_目的 1_.
白い空間をめぐる対談から、「山本 そうする必要があるんですよ。」を含む箇所を起点とし、「作品や展示台をどけて、一度空っぽにします。」を含む箇所の直後で止めて、一字一句違えずに書き写してください。

_文書セクション_.
◇ ◇ ◇ ◇ ◇ ◇ ◇

山本忠臣さんと、白い空間。
 その4

伊藤まさこさんのプロフィール

 
その2 ひとつの空間につどう、いろいろな白。

伊藤 展示替えのたびに
あたらしい空間に生まれ変わるという
ギャラリーならではのその気持ちよさは、
やっぱり白ならではのものですよね。
山本さんのご自宅って、
やはりご自分で建てたんですか。
山本 はい。
伊藤 やっぱり、白?
山本 そうですね。
伊藤 白の何がいいと思いますか?
山本 白の空間のいちばんのよさは、
ダイレクトにものが伝わることなんです。
ギャラリーであれば作品がまっすぐ伝わる。
じゃあ住宅の白は何のためかといったら、
「人の気配」を
ダイレクトに感じるためだと思うんです。
たとえば、子どもとかの気配です。
子供のようすが
ダイレクトにぼくに伝わるっていうのかな。
白は、人の印象がクリアに写るっていうイメージが
自分の中にあります。
そして、やっぱり、普段、すごく、
物に囲まれて生きてるでしょう?
物を選んだり、物を飾ったり。
だから、家が白いと、それぞれを
ニュートラルに感じることができる気がします。
伊藤 わかります!
もちろん、展示したりとか、
展示するものを選んだりとか、
それは楽しいけれど、
自宅で「白」の中に戻ると、
1回、ニュートラルになる。
うん、とてもよくわかります。
山本 そうする必要があるんですよ。
伊藤 山本さんにとって、必要なことなんですね。
山本 このギャラリーも、12、3年経っていますから、
もちろん、徐々に汚れていきます。
壁の白も、どんどん、
「深い白」になってる感じがする。
ここにしても、
展示替えのときにニュートラルに戻るために、
作品や展示台をどけて、一度空っぽにします。
そのニュートラルっていうのは、
壁の傷もそうやと思うけど、
なんかゼロじゃないっていうか。
わかります(笑)?
伊藤 わかります。
── 跳ね返す白、拒絶する白ではなく、
受け入れて染まっていく白ってことですね。
伊藤 この白い空間も、その作家さんの空気になるって
おっしゃってましたものね。
── 白の中にも、その時間が積み重なっている。
山本 これが、土壁やったら、たぶん、壁に引っ張られる。

◇ ◇ ◇ ◇ ◇ ◇ ◇

_データ抜粋_.
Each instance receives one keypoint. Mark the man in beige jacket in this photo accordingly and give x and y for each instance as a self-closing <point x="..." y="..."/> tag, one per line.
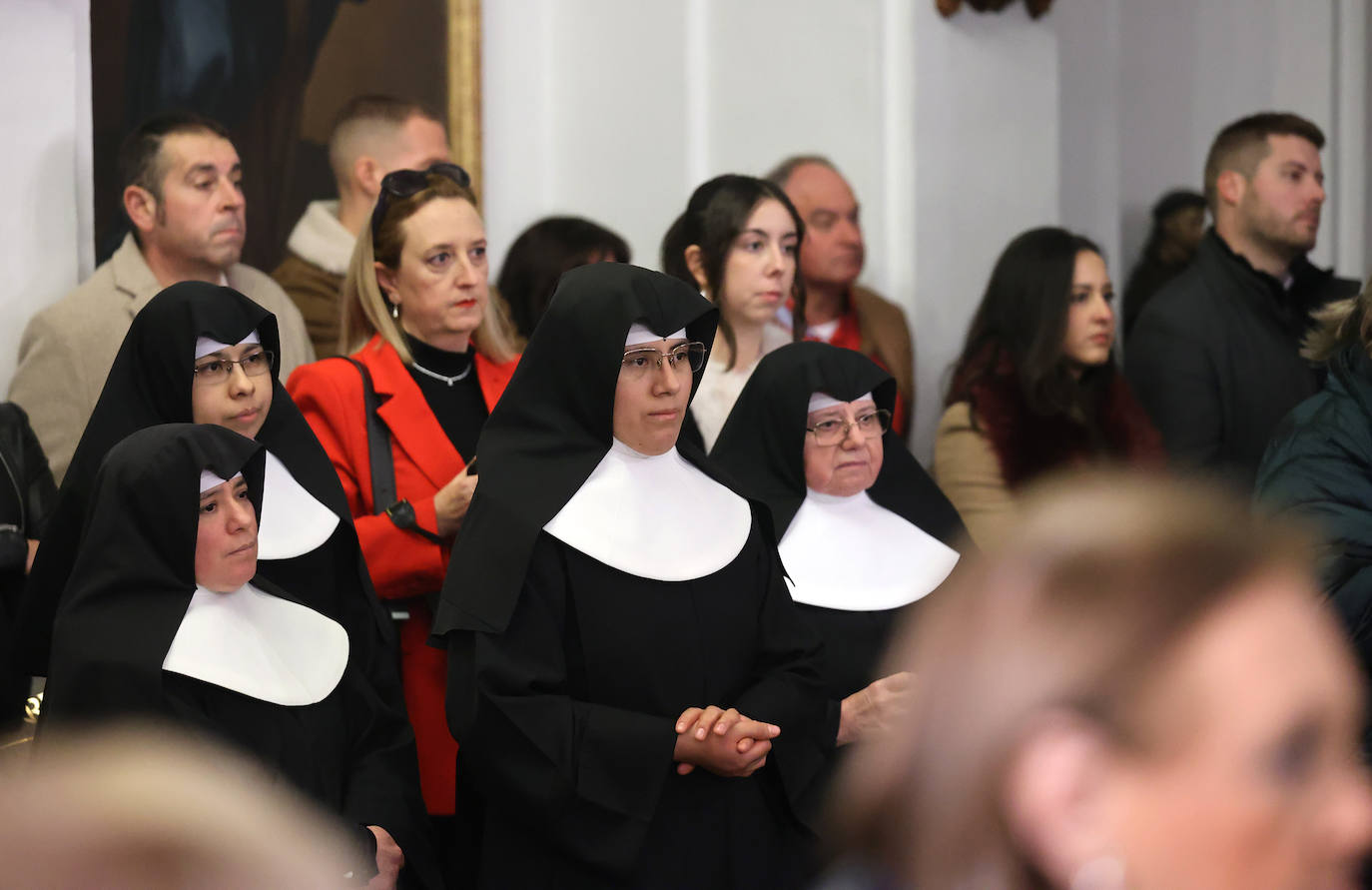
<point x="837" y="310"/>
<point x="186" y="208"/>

◇ ◇ ◇ ◇ ◇ ◇ ◇

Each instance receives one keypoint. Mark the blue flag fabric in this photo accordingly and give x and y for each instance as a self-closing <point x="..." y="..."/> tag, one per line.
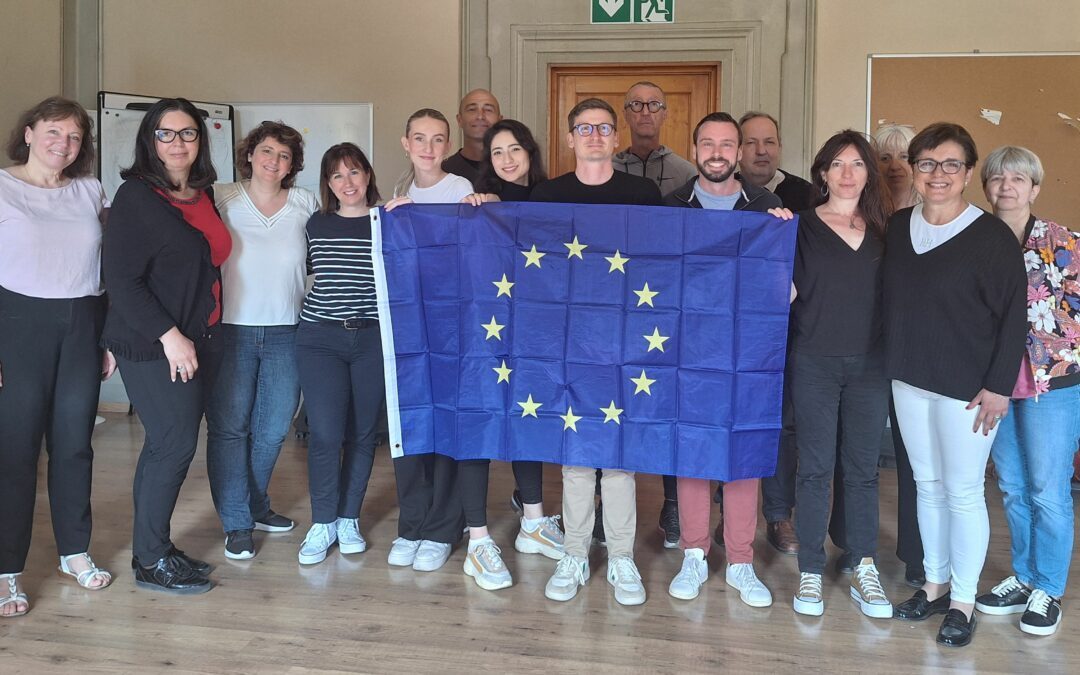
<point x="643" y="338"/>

◇ ◇ ◇ ◇ ◇ ◇ ◇

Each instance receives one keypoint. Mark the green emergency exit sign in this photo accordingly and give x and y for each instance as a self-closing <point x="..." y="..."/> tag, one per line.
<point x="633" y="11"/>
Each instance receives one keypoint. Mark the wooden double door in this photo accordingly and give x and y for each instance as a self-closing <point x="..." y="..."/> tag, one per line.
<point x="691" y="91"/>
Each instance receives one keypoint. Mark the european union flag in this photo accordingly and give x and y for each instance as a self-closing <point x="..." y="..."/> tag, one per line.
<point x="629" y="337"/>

◇ ◇ ◇ ◇ ◇ ◇ ◇

_目的 2_.
上のエントリから、文字列「instance」を含む行だけを残らず抽出し、各行をそのまま示してください。

_想定出力 1_.
山本 そうする必要があるんですよ。
伊藤 山本さんにとって、必要なことなんですね。
山本 このギャラリーも、12、3年経っていますから、
もちろん、徐々に汚れていきます。
壁の白も、どんどん、
「深い白」になってる感じがする。
ここにしても、
展示替えのときにニュートラルに戻るために、
作品や展示台をどけて、一度空っぽにします。

_想定出力 2_.
Each instance receives one keypoint. Mark the man in beige jacket in this photo accordingly and give x and y for each instance as a self-closing <point x="..." y="..."/> tag, one per line.
Each instance receives one keypoint. Mark the blue flag fabric in this photo accordingly and give x and y for each instance as a self-closing <point x="..." y="..."/> tag, one per line.
Each instance receives one keypoint. Mark the green emergency exit sign in this photo accordingly and give x and y for each instance as a self-closing <point x="..." y="..."/> tag, one per line.
Each instance receives one keypoint. Mark the wooden double door in this photo accordingly and give x and y for each instance as a self-closing <point x="..." y="..."/> tag, one per line.
Each instance receives one keypoint. Mark the european union flag in this photo accordingly and give x and y for each instance as a self-closing <point x="..." y="..."/> tag, one per line.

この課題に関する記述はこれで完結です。